**Work instructions**
Pull out each line in the records below that contains the word "petal", and copy those lines in full. Case counts, so match capitals exactly.

**Information supplied**
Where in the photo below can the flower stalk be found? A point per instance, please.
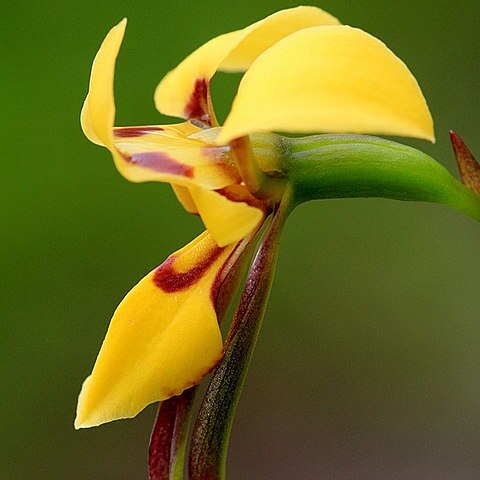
(349, 166)
(213, 425)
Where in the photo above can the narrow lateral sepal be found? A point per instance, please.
(169, 437)
(467, 164)
(212, 428)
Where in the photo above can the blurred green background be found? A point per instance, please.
(368, 365)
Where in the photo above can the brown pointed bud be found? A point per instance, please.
(467, 164)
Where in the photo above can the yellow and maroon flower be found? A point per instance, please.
(304, 73)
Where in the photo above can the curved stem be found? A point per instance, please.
(214, 421)
(346, 166)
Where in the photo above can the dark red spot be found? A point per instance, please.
(197, 107)
(131, 132)
(160, 162)
(167, 279)
(238, 193)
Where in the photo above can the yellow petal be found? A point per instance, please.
(334, 79)
(229, 214)
(184, 92)
(148, 153)
(166, 154)
(98, 113)
(163, 338)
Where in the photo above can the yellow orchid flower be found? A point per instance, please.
(304, 73)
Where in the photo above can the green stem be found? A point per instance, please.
(346, 166)
(212, 428)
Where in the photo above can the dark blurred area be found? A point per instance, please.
(368, 362)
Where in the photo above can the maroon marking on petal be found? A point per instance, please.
(131, 132)
(160, 441)
(235, 193)
(168, 280)
(159, 162)
(197, 107)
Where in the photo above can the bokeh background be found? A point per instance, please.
(368, 365)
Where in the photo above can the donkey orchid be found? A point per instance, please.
(304, 73)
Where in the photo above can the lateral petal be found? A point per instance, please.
(163, 338)
(229, 214)
(166, 154)
(148, 153)
(98, 112)
(184, 92)
(334, 79)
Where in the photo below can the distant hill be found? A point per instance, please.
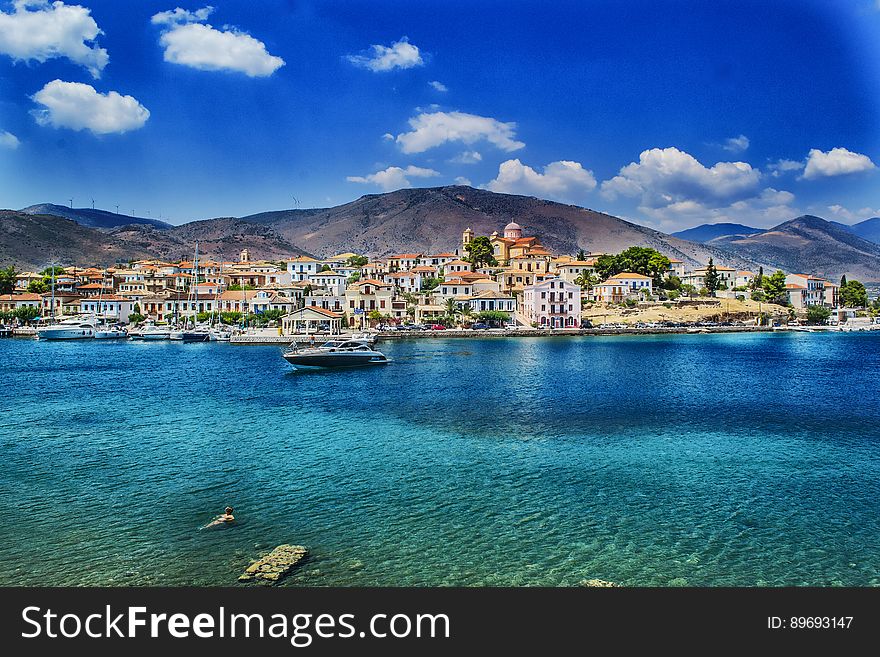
(432, 219)
(812, 245)
(32, 242)
(869, 229)
(708, 232)
(92, 218)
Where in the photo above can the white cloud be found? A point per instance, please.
(8, 140)
(80, 107)
(400, 54)
(667, 176)
(781, 167)
(836, 162)
(467, 157)
(39, 31)
(736, 144)
(179, 16)
(563, 180)
(191, 42)
(850, 216)
(436, 128)
(394, 177)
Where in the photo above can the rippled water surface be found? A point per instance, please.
(695, 460)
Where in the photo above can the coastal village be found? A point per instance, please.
(504, 280)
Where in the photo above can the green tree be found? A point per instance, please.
(818, 314)
(587, 280)
(38, 287)
(480, 252)
(712, 279)
(774, 288)
(671, 282)
(853, 294)
(7, 280)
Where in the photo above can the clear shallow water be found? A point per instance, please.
(671, 460)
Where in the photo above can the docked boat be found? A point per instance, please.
(110, 333)
(155, 333)
(336, 353)
(195, 335)
(75, 328)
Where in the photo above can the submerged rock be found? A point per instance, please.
(275, 565)
(599, 584)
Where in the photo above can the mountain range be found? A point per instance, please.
(424, 220)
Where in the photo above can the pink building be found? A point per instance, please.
(552, 303)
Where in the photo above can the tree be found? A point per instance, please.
(758, 280)
(712, 279)
(672, 282)
(38, 287)
(774, 288)
(7, 280)
(587, 280)
(818, 314)
(480, 252)
(853, 294)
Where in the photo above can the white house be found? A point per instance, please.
(302, 267)
(622, 286)
(109, 308)
(552, 303)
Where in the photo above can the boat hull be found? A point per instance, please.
(332, 360)
(66, 334)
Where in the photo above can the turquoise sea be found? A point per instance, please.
(700, 460)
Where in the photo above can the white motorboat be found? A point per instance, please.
(154, 332)
(75, 328)
(336, 353)
(110, 333)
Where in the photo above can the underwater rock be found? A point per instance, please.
(275, 565)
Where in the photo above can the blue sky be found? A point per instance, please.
(668, 113)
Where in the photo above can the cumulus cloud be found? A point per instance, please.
(665, 176)
(394, 177)
(39, 31)
(836, 162)
(853, 216)
(467, 157)
(80, 107)
(430, 129)
(400, 54)
(189, 41)
(8, 140)
(562, 180)
(736, 144)
(781, 167)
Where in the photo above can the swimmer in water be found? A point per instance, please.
(223, 519)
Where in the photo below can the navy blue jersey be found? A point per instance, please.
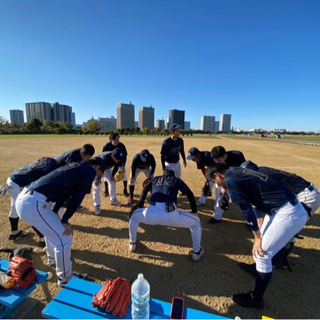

**Result**
Where in the photo above can the yellow petal be found? A point per instance, please.
Where in the photo above can the maroon marking on petal be found? A point per instance, please.
Where in the photo above can the lateral petal be found? A point per instance, please.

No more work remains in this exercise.